• _Study text_
=== Section Start ===
Book Review - City of Bones by Cassandra Clare

Article by Kendrik D'mer

Book Title: City of Bones

Series: The Mortal Instruments

Author: Cassandra Clare

Genre: YA, Alternate Reality/Paranormal

 

Synopsis:

With City of Bones being the first of five books in the Mortal Instruments series, Clare introduces us to many characters and ideas.  Clarissa “Clary” Fray and her best friend Simon are initially portrayed as smart but otherwise average teenagers, not the most popular kids, but content in being that way.

When they decide to go to an underage club, they are accidently introduced to a portion of the world they had never dreamed existed.  Through a happenstance meeting with Jace, Isabelle and Alec, the are let in on a secret: “all the stories are true.”

As it turns out, all of the creatures they had thought were mythical were real. Faeries (referred to as the Fae), demons, vampires, and werewolves are everyday parts of a Shadowhunter’s life.  She learns that Shadowhunters are the descendants of one Jonathan Shadowhunter, who prayed for help defending the world from what are now called Downworlders, and who received the blood of the angel Raziel in response.  This allowed Jonathan and his followers to wear angelic runes that pure humans could not survive, which each grant certain heightened abilities, such as perfect balance, glamours that are effectively invisibility, the ability to move silently, and, perhaps most important, the rune that heals any injury short of a mortal wound.
=== Section End ===
• _Data for review_
=== Section Start ===
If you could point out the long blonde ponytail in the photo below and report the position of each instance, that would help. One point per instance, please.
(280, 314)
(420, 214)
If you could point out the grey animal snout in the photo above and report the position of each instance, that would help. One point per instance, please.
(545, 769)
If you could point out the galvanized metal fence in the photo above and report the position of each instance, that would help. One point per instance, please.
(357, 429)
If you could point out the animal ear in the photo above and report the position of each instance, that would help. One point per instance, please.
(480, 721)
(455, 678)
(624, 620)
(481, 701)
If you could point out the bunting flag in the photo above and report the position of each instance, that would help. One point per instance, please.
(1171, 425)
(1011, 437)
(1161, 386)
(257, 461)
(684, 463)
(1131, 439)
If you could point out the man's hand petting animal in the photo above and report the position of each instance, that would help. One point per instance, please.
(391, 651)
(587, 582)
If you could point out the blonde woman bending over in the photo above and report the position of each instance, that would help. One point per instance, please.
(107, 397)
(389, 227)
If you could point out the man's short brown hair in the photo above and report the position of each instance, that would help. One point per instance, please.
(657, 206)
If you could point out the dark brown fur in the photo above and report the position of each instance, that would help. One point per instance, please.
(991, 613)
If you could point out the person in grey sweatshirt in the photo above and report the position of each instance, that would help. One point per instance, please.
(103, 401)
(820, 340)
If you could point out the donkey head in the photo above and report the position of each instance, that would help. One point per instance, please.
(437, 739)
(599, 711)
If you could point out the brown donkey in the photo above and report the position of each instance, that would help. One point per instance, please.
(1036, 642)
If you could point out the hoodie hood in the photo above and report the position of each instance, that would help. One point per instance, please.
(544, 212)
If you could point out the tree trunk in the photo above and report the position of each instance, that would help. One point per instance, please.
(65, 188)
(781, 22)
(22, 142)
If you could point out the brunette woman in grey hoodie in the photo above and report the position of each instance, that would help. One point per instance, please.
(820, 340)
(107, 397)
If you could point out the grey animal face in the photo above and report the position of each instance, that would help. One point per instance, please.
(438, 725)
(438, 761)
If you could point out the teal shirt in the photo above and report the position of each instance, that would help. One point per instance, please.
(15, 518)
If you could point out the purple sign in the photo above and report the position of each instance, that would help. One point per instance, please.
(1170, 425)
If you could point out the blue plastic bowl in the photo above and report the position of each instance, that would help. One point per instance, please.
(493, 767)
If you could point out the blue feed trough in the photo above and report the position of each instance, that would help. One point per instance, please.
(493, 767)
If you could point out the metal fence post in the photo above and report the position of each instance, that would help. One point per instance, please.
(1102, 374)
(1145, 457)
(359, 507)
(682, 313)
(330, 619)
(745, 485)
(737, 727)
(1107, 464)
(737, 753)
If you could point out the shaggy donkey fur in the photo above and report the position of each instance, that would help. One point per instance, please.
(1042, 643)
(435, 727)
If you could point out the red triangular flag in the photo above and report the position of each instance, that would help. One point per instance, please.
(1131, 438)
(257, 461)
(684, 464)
=== Section End ===
• _Problems and tasks_
1. Return the passage of the City of Bones review word for word, everything from "As it turns" down to "a mortal wound.".
2. Using the City of Bones review, mark each statement yes or no and quote the words that decide it.
(a) City of Bones is the first of five books in the Mortal Instruments series.
(b) Simon is Clary's brother.
(c) Jonathan Shadowhunter received the blood of the angel Raziel.
3. Answer these questions from the City of Bones review.
(a) Who is listed as the author of the book?
(b) What kind of club do Clary and Simon decide to go to?
(c) By what name are faeries referred to?

• _Answers provided_
1.
As it turns out, all of the creatures they had thought were mythical were real. Faeries (referred to as the Fae), demons, vampires, and werewolves are everyday parts of a Shadowhunter’s life.  She learns that Shadowhunters are the descendants of one Jonathan Shadowhunter, who prayed for help defending the world from what are now called Downworlders, and who received the blood of the angel Raziel in response.  This allowed Jonathan and his followers to wear angelic runes that pure humans could not survive, which each grant certain heightened abilities, such as perfect balance, glamours that are effectively invisibility, the ability to move silently, and, perhaps most important, the rune that heals any injury short of a mortal wound.

2.
(a) Yes: "With City of Bones being the first of five books in the Mortal Instruments series"
(b) No: "Clarissa “Clary” Fray and her best friend Simon"
(c) Yes: "who received the blood of the angel Raziel in response"

3.
(a) Cassandra Clare
(b) An underage club
(c) The Fae